* Tasks:
- 1) Reproduce the passage of the parabola thread starting with "There are two" and going on through "can define it.".
- 2) Answer these questions from the parabola thread:
(a) Which line is the parabola's axis parallel to?
(b) What equation is given in the post that begins "The equation is:"?
(c) According to the final post, how many points define a parabola?

--- Start Text provided ---

1. ## parable

Finding the equation of the parable and build it

Axis parallel to y = 0 and goes through A(-2,4) B(-3,2) C(-11,-2)

$y^2-8y+4x+24=0$

2. I hope you mean "parabola"

There are two forms of parabolas. What are they?

Once you know which of the two you need, how can you determine the specifics of the equation?

3. The equation is:

$(y-k)^2=2p(x-h)$

but with points and I think the equation

4. All right. We have an equation now. That's a step in the right direction.
A parabola is defined by three points. Since we have three points here, we can define it.

--- End Text provided ---
--- Start Source data ---

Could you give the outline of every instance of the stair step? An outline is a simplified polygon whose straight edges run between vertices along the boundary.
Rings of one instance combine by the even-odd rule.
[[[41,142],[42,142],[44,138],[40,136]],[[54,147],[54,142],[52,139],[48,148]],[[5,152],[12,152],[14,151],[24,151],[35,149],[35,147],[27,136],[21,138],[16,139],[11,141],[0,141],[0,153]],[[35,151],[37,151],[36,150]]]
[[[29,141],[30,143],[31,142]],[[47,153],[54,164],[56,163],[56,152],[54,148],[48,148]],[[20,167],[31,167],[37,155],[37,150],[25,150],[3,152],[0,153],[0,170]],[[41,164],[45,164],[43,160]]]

--- End Source data ---

* Answers to the problems:
- 1)
There are two forms of parabolas. What are they?

Once you know which of the two you need, how can you determine the specifics of the equation?

3. The equation is:

$(y-k)^2=2p(x-h)$

but with points and I think the equation

4. All right. We have an equation now. That's a step in the right direction.
A parabola is defined by three points. Since we have three points here, we can define it.

- 2)
(a) y = 0
(b) $(y-k)^2=2p(x-h)$
(c) Three